*Text under study*.
= = = = =
And in this scenario, a Maltese foundation suddenly takes on completely different significance.

If Tomasz becomes a Monaco resident—thus ceasing to be a Polish tax resident—C.F.C. regulations cease to concern him. Article 30f applies exclusively to taxpayers who are Polish tax residents. Monaco has no personal income tax. A Maltese foundation as an E.U. structure offers legal stability, professional administration, access to the E.U. treaty system.

The foundation can manage twenty million euros of capital, invest in stocks, bonds, private-equity funds, real estate. It can choose taxation as a trust—under certain conditions, zero rate in Malta if income derives from foreign sources and beneficiaries are not Maltese residents. Tomasz, as a Monaco resident receiving payments from the Maltese foundation, pays no tax in Monaco. Malta doesn’t collect withholding tax on payments to non-residents. Effective tax rate: zero.

Is this legal? Yes, provided Tomasz actually becomes a Monaco resident—lives there for the required time, owns an apartment, has his center of life interests in Monaco. This isn’t about fictitious tax residency for tax-avoidance purposes but about a genuine change of residence and life.

The Maltese foundation in this scenario serves as a professional wealth manager for an individual who is a resident of a zero-tax jurisdiction. The foundation has legal personality, so it can directly contract with investment banks, funds, portfolio managers. It can use the E.U. treaty network to minimize withholding taxes on received dividends and interest. It can utilize participation exemption for income from equity interests. It can create segregated cells for different asset classes or different family members.

 

Malta as an Element of Exit and Emigration Strategy

And here we arrive at the crucial conclusion: a Maltese foundation makes sense for a Polish entrepreneur not as a tool for reducing taxes on a Polish business conducted by a Polish resident but as an element of a comprehensive strategy combining an exit transaction with personal tax emigration.
= = = = =
Stored entries

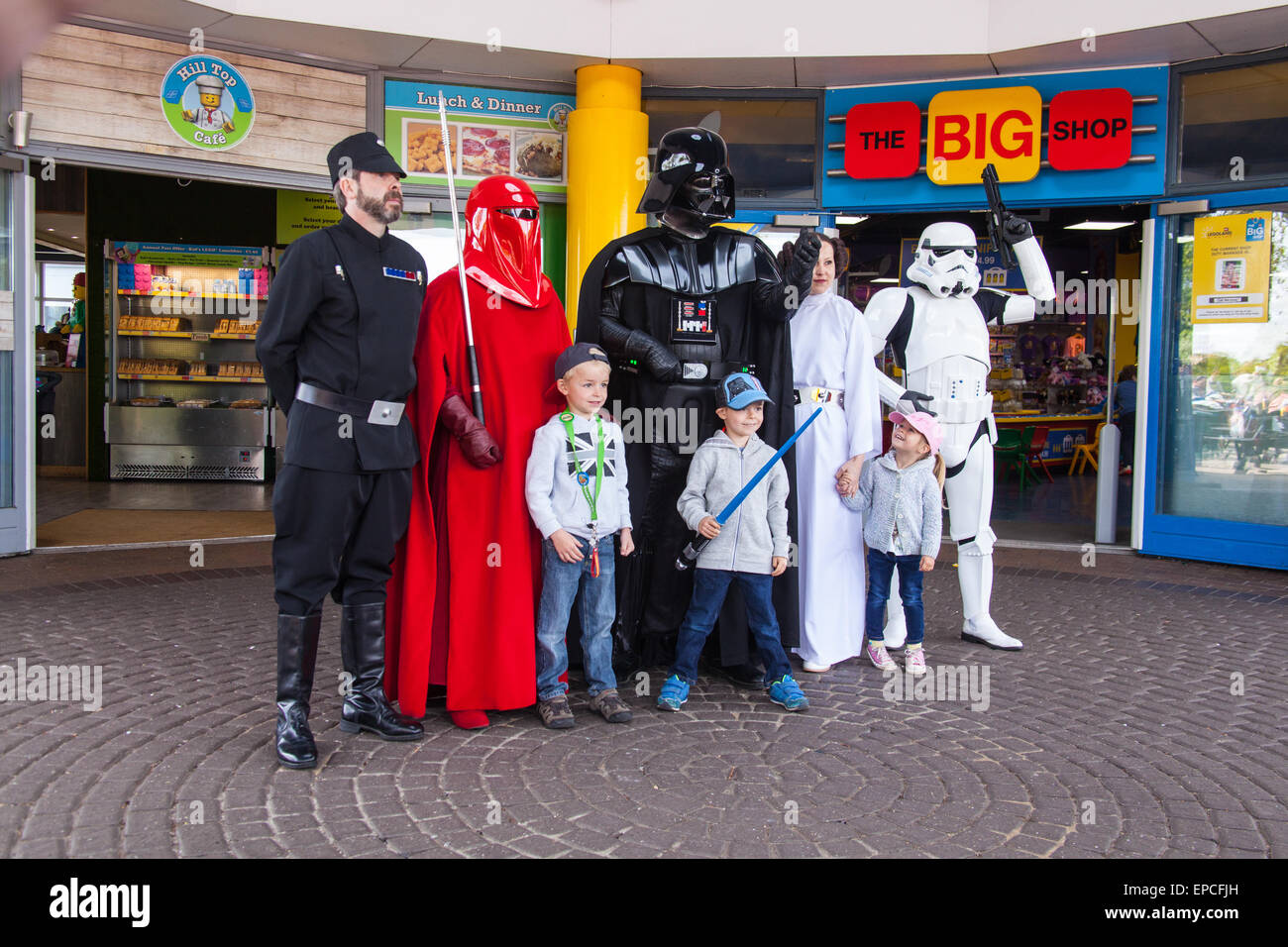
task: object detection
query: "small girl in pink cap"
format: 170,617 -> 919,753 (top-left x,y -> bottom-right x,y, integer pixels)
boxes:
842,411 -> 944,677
= = = = =
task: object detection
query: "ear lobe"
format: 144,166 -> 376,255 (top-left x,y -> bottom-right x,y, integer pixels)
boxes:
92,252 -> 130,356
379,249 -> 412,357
= = = = =
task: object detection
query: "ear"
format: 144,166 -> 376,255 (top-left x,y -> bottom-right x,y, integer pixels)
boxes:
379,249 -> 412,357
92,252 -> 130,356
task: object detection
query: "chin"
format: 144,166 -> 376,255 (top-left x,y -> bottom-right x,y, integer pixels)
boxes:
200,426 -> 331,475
= = = = =
*Tasks and exercises*.
1. List every kind of asset that the text on the Maltese foundation says the foundation can invest in.
2. Print the passage from the text on the Maltese foundation that begins at the words "The Maltese foundation in" and stops after "different family members.".
Work only from the text.

*Task responses*.
1. stocks, bonds, private-equity funds, real estate

2.
The Maltese foundation in this scenario serves as a professional wealth manager for an individual who is a resident of a zero-tax jurisdiction. The foundation has legal personality, so it can directly contract with investment banks, funds, portfolio managers. It can use the E.U. treaty network to minimize withholding taxes on received dividends and interest. It can utilize participation exemption for income from equity interests. It can create segregated cells for different asset classes or different family members.